[DATA EXTRACT]:

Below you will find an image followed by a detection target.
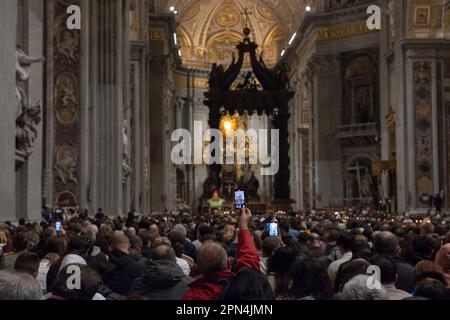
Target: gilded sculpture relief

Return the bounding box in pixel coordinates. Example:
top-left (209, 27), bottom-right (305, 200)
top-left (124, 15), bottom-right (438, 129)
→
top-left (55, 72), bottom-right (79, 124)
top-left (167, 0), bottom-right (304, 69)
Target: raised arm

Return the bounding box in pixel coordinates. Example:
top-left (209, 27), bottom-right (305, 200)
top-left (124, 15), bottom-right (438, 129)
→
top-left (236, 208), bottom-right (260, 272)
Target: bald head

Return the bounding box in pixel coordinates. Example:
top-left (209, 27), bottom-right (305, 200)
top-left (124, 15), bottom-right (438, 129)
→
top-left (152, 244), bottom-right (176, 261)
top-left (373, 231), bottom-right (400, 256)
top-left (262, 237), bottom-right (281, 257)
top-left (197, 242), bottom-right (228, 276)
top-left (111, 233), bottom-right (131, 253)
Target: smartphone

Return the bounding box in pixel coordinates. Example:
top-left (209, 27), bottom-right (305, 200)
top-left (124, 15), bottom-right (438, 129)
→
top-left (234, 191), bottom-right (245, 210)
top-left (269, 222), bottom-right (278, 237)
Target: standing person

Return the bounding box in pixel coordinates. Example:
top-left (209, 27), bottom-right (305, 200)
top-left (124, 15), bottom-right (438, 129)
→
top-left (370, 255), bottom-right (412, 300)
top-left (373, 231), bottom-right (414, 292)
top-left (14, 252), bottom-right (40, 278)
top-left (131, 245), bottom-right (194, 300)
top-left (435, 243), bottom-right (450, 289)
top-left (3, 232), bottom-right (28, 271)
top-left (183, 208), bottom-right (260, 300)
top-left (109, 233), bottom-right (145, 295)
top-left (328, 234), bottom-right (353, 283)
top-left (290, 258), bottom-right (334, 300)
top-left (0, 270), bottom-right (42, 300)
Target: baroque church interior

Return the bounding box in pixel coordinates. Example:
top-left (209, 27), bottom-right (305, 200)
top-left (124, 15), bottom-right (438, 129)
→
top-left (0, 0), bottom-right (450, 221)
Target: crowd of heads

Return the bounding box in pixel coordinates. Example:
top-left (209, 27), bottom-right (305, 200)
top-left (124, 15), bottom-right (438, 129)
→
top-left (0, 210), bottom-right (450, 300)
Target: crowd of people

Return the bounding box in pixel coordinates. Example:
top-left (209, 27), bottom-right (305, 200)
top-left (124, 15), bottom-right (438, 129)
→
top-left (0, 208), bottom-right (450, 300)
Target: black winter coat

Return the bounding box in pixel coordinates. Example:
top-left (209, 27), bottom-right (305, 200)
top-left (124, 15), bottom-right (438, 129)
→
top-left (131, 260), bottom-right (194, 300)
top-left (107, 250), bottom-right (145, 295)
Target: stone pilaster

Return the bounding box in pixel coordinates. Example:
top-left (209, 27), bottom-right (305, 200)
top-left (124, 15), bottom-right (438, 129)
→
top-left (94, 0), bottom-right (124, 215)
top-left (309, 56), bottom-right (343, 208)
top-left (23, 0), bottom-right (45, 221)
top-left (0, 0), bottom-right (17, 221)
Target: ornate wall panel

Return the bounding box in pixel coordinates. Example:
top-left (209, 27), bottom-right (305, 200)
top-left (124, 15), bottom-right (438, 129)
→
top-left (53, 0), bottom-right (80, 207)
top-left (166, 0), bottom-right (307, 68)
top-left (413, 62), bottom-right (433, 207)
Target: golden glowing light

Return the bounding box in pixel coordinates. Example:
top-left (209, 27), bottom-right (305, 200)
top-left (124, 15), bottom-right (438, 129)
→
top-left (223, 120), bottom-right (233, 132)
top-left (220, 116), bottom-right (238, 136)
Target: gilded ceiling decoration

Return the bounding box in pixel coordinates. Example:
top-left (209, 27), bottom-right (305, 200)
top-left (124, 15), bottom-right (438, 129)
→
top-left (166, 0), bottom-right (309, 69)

[TO DO]: Output the lines of the data above as a JSON list of strings, one string per line and with blank lines left out, starting at the line that contains "Target: bald head" and ending at the line that contains "top-left (111, 233), bottom-right (131, 253)", both included.

[RESPONSE TO THE EXERCISE]:
[
  "Target: bald head",
  "Return the bounding box in pixel coordinates. Example:",
  "top-left (209, 27), bottom-right (305, 200)",
  "top-left (124, 15), bottom-right (438, 129)",
  "→",
  "top-left (152, 244), bottom-right (176, 261)",
  "top-left (373, 231), bottom-right (400, 256)",
  "top-left (262, 237), bottom-right (281, 257)",
  "top-left (197, 242), bottom-right (228, 276)",
  "top-left (111, 233), bottom-right (131, 253)"
]